## Problem to work on
Can you copy every one of the entries below word for word, leaving the pictures out?
Start of Data
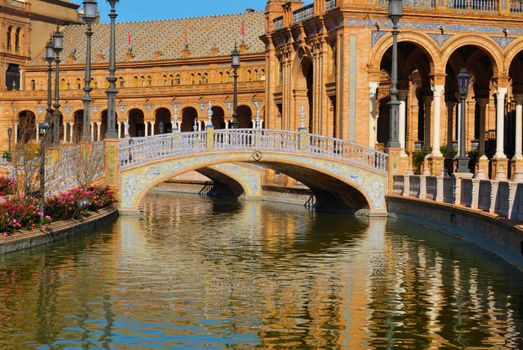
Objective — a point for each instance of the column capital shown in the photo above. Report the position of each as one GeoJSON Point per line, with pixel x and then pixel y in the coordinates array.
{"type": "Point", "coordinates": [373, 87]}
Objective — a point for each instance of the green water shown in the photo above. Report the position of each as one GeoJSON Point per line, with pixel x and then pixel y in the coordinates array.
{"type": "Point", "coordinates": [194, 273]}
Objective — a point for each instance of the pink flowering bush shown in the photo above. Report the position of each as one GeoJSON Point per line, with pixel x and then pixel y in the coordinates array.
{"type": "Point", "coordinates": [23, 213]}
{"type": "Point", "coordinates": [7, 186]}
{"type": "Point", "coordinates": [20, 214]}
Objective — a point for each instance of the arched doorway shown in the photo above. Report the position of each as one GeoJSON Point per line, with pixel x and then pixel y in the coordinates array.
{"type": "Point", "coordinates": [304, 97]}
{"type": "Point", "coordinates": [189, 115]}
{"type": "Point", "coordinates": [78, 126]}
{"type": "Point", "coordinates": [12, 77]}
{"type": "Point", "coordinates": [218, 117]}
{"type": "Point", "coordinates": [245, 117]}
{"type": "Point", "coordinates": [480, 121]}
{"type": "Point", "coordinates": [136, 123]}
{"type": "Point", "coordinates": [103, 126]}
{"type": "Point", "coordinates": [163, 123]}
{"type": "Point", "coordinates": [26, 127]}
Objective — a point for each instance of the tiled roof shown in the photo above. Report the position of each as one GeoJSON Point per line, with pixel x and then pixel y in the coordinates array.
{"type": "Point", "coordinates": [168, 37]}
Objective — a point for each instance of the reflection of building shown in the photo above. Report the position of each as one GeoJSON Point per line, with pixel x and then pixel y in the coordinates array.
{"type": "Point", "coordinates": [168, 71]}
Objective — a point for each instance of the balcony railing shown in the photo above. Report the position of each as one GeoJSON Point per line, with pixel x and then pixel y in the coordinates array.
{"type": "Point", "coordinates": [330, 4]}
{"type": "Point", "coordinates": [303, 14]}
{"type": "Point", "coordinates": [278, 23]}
End of Data
## Finished task
Objective — a point for each instance of the column capital shown in the photo above. Report the position of each as one GeoJSON Point per line, with pixel x and then pixel y in the coordinates array.
{"type": "Point", "coordinates": [373, 87]}
Objective — a point for each instance of the green water shown in the photo above. Report the position of each as one GeoJSON Point per line, with pixel x and then pixel y in the coordinates array.
{"type": "Point", "coordinates": [194, 273]}
Objective — a point for each instance of the pink flowering bush shown in the photo above. Report the position of each as one GeoJSON Point per line, with pixel x and then pixel y in the coordinates array.
{"type": "Point", "coordinates": [23, 213]}
{"type": "Point", "coordinates": [7, 186]}
{"type": "Point", "coordinates": [20, 214]}
Objective — a point for each instance of the arched doorway shown in the photo above. Report the position of each as one GeoJSON Point per line, with pixel x and then pixel y in the coordinates array.
{"type": "Point", "coordinates": [304, 97]}
{"type": "Point", "coordinates": [189, 115]}
{"type": "Point", "coordinates": [78, 126]}
{"type": "Point", "coordinates": [12, 77]}
{"type": "Point", "coordinates": [218, 117]}
{"type": "Point", "coordinates": [245, 117]}
{"type": "Point", "coordinates": [480, 121]}
{"type": "Point", "coordinates": [136, 123]}
{"type": "Point", "coordinates": [103, 126]}
{"type": "Point", "coordinates": [163, 123]}
{"type": "Point", "coordinates": [26, 127]}
Objective — a point for each instance of the tiled roof shown in the photo above. Report the position of each as one GeoJSON Point per line, with pixel x and then pixel y in the coordinates array.
{"type": "Point", "coordinates": [168, 37]}
Objective — a point for each instance of the reflection of building shown in the photo above. Report the position of each as one GeoJSON Point per line, with pixel x and then pixel y in the coordinates array.
{"type": "Point", "coordinates": [168, 71]}
Objective — a point for each instance of the balcony railing shown in the photo above. Report the position of each as one GeoJSON Point per line, with pixel x and then pixel y in the coordinates array.
{"type": "Point", "coordinates": [330, 4]}
{"type": "Point", "coordinates": [303, 14]}
{"type": "Point", "coordinates": [278, 23]}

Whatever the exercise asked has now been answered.